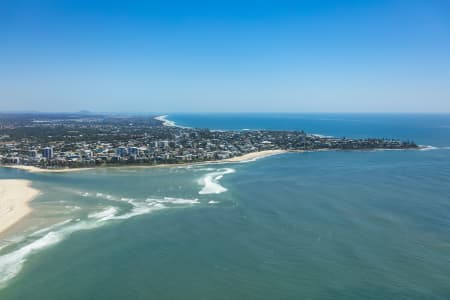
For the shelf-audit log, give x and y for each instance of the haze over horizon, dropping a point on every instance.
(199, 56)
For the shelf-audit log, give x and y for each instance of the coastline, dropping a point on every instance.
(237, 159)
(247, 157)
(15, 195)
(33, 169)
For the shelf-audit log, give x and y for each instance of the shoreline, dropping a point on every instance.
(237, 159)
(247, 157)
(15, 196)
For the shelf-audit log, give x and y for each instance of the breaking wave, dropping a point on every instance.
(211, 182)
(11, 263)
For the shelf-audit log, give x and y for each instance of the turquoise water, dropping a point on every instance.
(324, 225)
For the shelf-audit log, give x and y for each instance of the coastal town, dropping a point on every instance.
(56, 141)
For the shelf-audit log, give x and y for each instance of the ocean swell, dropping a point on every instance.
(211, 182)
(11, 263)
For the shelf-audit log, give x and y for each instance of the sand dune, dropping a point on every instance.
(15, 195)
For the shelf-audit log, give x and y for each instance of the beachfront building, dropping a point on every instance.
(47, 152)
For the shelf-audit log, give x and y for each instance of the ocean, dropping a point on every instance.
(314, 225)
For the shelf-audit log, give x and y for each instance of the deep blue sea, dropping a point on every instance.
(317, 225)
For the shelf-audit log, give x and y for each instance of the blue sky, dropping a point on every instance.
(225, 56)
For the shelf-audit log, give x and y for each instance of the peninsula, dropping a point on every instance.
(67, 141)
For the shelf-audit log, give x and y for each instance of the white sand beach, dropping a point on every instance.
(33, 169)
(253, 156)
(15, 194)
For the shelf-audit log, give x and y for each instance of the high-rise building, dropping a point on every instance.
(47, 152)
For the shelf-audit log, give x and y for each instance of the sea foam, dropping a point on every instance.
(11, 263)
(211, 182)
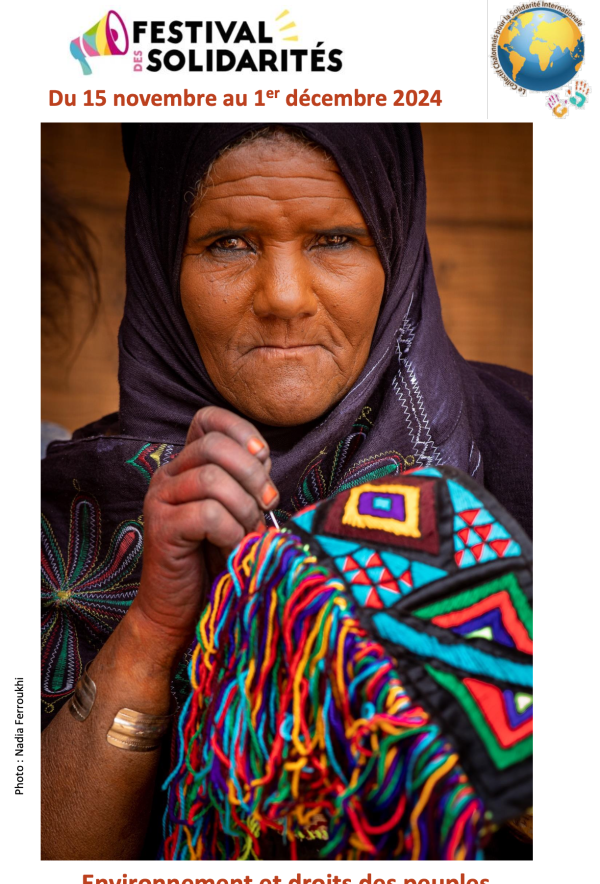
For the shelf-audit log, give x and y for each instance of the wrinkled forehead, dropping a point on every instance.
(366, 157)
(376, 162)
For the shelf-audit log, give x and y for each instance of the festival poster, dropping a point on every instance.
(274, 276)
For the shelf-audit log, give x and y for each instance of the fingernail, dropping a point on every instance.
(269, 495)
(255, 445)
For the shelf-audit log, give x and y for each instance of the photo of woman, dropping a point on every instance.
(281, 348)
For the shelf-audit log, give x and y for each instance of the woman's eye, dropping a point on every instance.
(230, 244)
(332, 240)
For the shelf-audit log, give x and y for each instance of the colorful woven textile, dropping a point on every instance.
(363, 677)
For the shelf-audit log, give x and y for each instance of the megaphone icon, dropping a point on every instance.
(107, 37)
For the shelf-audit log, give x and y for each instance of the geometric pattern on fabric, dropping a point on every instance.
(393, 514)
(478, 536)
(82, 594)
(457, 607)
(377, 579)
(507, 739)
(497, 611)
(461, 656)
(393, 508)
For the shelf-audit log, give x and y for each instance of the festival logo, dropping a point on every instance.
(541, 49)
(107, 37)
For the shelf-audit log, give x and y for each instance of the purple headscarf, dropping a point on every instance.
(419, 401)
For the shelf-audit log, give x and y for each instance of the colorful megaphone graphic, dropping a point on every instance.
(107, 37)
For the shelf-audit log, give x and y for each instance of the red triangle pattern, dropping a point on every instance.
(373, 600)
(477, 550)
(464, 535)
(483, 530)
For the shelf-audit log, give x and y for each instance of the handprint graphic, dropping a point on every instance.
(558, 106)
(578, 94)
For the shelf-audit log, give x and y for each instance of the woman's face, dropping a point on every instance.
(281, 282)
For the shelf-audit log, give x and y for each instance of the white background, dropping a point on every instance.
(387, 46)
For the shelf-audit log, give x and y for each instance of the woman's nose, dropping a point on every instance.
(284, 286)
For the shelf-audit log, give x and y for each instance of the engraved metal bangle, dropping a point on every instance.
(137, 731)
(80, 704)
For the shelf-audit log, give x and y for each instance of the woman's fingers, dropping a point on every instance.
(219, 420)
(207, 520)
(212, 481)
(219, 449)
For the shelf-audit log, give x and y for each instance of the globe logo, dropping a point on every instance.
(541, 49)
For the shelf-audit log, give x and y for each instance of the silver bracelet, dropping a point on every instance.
|---|
_WORK REQUIRED_:
Find the line containing "face, dropping a point on every instance.". Reproduce it exactly, along with every line after it through the last.

_SOLUTION FOR THIS PROBLEM_:
For the shelf-audit log, give x and y for each instance of the woman's face, dropping a point on every instance.
(281, 282)
For the shelf-audit log, give x and y for each instance of the white background, dropping a point on every instance.
(387, 46)
For the shelf-audit log, give x and y for each instance of the woman's nose, dropping a point on every instance.
(284, 286)
For the shelf-audit log, give x and y for each instance of the engraved metal bangle, dropping a point on every instance.
(137, 731)
(80, 704)
For the shelf-audit log, give x and y for each instance of the woman's fingers, dropping a point on every instance.
(219, 420)
(207, 520)
(212, 481)
(219, 449)
For the shelf-audit log, give x and y for each instance of the globe logo, dropping a point on every instance.
(541, 49)
For the shelf-audit log, give x and y for each instance of the silver bracelet, dropping a point on every instance.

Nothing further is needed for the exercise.